**DO THIS**
Which lines in the records below contain the word "shown"? Pick out each of them and copy it.

**GIVEN ENTRIES**

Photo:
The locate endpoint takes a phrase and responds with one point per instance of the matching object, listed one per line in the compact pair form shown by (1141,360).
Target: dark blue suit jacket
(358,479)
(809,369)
==
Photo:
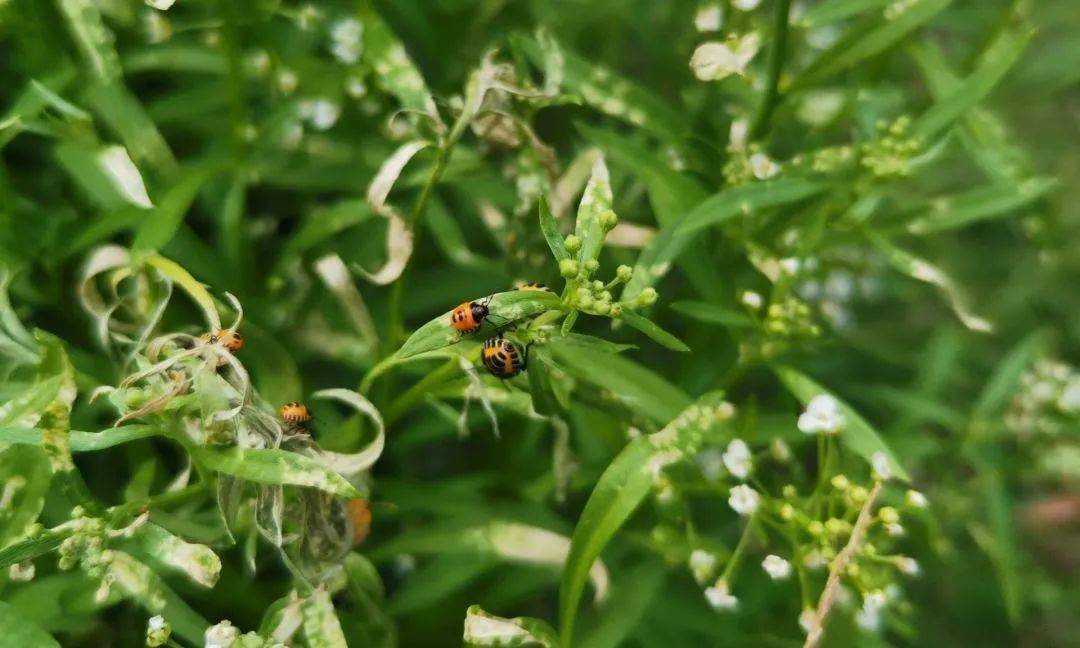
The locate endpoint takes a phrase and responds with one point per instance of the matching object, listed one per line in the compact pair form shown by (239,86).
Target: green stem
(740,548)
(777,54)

**COMPLETED EXERCISE**
The locate endpoint takes a phrase and responds with one point per instance of the matching object, listed one per line in the compact pair form shown by (1141,360).
The locate endpoint takes a phrase and responds with one point per instance of the matching object, listed one per line in the compact pair form shown by (239,86).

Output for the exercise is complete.